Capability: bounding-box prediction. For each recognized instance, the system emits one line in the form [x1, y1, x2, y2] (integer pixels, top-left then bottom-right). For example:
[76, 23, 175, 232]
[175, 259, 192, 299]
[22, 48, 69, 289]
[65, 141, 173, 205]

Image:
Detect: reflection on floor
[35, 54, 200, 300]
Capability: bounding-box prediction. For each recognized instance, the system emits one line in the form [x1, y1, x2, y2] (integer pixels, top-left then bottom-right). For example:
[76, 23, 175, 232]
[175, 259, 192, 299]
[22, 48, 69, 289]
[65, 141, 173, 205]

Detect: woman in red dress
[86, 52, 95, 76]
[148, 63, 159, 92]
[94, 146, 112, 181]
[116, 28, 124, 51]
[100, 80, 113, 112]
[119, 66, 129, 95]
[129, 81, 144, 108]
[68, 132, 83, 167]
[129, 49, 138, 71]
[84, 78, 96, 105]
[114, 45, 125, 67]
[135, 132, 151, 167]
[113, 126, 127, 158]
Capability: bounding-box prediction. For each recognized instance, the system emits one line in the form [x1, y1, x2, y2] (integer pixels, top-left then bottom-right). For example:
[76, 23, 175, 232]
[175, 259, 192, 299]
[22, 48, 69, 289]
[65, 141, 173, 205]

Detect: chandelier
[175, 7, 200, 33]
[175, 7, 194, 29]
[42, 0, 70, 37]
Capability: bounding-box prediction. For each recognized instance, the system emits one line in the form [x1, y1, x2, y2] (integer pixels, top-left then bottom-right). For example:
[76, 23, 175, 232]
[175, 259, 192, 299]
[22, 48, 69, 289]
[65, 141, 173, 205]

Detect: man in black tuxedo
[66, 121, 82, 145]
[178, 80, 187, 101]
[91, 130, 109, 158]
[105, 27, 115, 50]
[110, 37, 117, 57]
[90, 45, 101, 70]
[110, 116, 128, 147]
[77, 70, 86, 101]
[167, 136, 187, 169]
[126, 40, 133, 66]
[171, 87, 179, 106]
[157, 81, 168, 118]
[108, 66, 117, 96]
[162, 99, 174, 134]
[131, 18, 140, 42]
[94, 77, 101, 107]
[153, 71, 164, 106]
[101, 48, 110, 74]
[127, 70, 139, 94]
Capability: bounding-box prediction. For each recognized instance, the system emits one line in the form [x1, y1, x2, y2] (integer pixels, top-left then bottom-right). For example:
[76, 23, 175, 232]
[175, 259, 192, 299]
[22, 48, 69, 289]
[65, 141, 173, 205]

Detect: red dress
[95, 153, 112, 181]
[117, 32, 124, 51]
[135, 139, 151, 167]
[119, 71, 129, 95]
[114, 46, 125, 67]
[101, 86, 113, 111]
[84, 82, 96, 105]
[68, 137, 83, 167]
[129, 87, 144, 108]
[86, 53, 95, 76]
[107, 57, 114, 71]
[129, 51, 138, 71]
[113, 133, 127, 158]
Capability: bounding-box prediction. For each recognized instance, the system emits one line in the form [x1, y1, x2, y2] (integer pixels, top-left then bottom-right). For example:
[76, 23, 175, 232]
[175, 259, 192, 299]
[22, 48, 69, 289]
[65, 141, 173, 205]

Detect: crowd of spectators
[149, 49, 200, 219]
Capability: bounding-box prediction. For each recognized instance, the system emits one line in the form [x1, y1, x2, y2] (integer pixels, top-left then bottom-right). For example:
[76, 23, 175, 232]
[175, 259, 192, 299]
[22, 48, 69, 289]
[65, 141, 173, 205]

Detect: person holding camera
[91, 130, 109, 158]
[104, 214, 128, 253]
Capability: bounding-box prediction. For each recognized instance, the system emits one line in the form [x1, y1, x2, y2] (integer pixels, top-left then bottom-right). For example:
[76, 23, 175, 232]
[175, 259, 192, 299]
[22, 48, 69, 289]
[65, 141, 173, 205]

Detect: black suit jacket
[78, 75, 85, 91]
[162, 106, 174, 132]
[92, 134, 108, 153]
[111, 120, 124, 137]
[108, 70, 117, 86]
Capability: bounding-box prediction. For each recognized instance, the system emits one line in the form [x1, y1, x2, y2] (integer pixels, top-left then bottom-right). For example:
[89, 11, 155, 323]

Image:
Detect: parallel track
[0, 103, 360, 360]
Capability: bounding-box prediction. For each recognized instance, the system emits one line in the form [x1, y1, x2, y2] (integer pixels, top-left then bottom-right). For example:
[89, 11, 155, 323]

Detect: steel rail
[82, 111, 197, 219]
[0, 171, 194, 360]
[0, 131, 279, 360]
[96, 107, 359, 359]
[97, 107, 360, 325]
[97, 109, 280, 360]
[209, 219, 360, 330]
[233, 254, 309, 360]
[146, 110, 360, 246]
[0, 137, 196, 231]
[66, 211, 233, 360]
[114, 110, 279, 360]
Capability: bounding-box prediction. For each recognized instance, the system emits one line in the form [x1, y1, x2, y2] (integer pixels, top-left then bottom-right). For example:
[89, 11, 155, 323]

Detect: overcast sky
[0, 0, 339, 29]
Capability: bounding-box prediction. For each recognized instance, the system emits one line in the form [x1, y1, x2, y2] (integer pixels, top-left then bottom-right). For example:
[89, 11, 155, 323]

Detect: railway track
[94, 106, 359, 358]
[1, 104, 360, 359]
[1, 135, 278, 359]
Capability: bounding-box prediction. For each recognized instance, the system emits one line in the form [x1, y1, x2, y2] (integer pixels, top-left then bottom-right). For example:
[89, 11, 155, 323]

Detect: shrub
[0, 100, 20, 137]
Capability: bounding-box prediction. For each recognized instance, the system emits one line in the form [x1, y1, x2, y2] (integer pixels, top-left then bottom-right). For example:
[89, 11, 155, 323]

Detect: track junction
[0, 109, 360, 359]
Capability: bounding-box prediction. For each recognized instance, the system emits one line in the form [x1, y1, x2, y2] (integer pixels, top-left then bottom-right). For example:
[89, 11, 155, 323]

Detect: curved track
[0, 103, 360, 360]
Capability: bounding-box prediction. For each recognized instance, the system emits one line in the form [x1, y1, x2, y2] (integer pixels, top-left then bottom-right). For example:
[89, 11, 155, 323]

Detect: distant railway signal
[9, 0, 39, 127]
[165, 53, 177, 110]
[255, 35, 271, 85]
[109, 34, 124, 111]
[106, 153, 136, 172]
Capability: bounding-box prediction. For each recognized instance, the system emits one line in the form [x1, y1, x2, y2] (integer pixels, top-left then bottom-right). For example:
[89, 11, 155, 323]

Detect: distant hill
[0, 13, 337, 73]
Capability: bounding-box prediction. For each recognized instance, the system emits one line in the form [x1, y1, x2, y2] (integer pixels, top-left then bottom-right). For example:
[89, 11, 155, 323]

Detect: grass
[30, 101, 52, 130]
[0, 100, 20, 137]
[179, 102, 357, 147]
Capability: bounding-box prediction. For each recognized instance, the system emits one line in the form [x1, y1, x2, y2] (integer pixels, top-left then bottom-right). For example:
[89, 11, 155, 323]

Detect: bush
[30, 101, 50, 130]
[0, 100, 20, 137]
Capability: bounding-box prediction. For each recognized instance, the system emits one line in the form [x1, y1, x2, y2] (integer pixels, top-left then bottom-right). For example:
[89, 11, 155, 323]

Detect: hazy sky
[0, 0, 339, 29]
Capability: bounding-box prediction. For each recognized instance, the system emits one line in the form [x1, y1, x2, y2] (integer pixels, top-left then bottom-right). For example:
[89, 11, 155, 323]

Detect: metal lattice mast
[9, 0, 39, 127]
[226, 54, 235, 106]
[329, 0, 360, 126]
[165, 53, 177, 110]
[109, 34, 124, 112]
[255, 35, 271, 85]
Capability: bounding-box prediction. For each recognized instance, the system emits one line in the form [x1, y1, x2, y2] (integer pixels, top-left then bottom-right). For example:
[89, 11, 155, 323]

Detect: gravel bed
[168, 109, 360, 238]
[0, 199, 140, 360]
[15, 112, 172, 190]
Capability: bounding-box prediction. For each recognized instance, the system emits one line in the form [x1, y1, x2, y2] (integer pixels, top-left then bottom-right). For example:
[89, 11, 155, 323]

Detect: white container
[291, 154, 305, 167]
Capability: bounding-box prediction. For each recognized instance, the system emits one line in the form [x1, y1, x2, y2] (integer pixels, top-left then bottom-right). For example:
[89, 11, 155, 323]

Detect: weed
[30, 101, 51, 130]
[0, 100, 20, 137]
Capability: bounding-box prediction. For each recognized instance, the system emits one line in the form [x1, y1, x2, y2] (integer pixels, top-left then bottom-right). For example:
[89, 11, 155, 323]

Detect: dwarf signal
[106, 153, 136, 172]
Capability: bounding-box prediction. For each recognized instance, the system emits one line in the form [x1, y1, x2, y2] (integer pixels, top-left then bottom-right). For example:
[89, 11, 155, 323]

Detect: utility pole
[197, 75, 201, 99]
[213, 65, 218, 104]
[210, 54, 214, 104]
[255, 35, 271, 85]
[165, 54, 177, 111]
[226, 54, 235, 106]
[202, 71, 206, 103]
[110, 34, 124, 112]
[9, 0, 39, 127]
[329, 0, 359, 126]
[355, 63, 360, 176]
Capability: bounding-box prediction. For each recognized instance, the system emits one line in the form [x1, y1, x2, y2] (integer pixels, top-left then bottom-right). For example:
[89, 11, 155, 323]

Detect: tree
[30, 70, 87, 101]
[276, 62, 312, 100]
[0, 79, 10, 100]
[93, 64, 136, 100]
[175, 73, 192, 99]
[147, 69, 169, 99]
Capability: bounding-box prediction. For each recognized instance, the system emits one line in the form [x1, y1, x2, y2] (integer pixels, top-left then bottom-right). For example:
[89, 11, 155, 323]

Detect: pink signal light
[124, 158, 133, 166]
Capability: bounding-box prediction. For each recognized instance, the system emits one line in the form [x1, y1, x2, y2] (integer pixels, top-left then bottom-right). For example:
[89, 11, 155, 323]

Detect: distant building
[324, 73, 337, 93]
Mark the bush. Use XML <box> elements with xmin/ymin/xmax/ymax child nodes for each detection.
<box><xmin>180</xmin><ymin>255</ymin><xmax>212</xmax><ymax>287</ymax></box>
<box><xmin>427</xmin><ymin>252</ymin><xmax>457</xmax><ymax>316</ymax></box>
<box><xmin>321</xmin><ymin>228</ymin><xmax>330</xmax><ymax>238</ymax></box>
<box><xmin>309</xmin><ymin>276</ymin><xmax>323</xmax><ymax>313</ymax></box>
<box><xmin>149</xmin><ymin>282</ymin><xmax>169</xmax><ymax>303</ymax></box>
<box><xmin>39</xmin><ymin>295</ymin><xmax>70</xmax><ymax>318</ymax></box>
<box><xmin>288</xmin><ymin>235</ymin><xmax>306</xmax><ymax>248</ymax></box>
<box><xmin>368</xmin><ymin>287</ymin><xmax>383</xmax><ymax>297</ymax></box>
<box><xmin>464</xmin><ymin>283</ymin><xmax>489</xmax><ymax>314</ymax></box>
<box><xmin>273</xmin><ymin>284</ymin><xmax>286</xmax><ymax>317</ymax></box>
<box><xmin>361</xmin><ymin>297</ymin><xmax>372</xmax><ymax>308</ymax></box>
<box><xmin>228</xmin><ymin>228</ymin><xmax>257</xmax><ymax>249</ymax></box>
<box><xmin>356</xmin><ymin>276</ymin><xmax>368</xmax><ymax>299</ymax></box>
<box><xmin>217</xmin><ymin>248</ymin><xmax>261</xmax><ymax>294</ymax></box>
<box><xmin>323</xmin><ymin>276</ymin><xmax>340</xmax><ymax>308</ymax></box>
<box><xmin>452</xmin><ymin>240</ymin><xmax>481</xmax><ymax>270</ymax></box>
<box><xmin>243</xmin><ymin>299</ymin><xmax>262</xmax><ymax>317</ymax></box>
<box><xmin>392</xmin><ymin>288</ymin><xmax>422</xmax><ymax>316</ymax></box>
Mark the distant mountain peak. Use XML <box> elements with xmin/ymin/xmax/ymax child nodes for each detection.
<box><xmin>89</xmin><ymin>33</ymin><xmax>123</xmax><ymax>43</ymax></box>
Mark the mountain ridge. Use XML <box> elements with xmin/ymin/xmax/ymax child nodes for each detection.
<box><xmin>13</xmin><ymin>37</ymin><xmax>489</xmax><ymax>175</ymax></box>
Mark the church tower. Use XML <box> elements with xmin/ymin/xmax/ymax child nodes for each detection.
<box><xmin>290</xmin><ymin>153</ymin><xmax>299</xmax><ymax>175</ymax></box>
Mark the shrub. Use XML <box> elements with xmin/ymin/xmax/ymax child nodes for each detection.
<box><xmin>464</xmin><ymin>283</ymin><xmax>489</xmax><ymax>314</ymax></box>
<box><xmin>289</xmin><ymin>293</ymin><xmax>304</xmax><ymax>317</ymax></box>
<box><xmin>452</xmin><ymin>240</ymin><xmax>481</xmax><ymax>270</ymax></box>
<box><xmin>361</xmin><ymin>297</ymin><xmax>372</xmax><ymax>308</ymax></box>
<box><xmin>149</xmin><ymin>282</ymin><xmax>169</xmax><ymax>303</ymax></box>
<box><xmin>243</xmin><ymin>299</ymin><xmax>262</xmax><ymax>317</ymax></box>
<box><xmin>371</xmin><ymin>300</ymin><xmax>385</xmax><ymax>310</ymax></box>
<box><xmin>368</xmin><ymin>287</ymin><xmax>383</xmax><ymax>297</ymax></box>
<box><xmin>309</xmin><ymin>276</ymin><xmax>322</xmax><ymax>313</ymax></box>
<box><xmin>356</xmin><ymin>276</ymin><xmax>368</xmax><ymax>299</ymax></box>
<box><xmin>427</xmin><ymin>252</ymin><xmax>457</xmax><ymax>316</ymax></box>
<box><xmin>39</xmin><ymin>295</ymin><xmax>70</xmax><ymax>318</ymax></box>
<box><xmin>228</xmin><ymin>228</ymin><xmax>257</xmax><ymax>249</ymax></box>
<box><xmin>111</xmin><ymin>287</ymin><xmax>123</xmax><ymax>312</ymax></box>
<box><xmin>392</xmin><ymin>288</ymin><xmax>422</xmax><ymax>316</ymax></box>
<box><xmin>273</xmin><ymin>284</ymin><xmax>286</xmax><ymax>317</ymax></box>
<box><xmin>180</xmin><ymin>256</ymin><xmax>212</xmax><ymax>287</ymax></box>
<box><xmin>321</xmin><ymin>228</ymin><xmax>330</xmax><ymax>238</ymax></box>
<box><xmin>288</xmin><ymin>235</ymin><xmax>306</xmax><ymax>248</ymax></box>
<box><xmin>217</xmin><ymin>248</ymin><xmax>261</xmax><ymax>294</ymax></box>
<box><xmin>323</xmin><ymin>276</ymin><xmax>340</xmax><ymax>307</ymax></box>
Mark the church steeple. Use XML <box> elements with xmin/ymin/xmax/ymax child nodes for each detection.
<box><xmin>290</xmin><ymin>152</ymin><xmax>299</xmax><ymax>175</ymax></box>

• _Given task_: Copy the records from their start through the line containing "[35, 54, 200, 300]", both ends included and requests kept, lowering every box coordinate in the answers by 123. Leave the numbers in the requests and their format samples unchanged, and copy nothing past that line.

• _In response_:
Capability: bounding-box prediction. For each recognized instance, the system emits one line in the form [x1, y1, x2, y2] (integer pixels, top-left then bottom-right). For example:
[76, 23, 175, 232]
[175, 259, 192, 299]
[22, 48, 69, 289]
[65, 141, 173, 205]

Image:
Detect: reflection on floor
[-88, -69, 77, 177]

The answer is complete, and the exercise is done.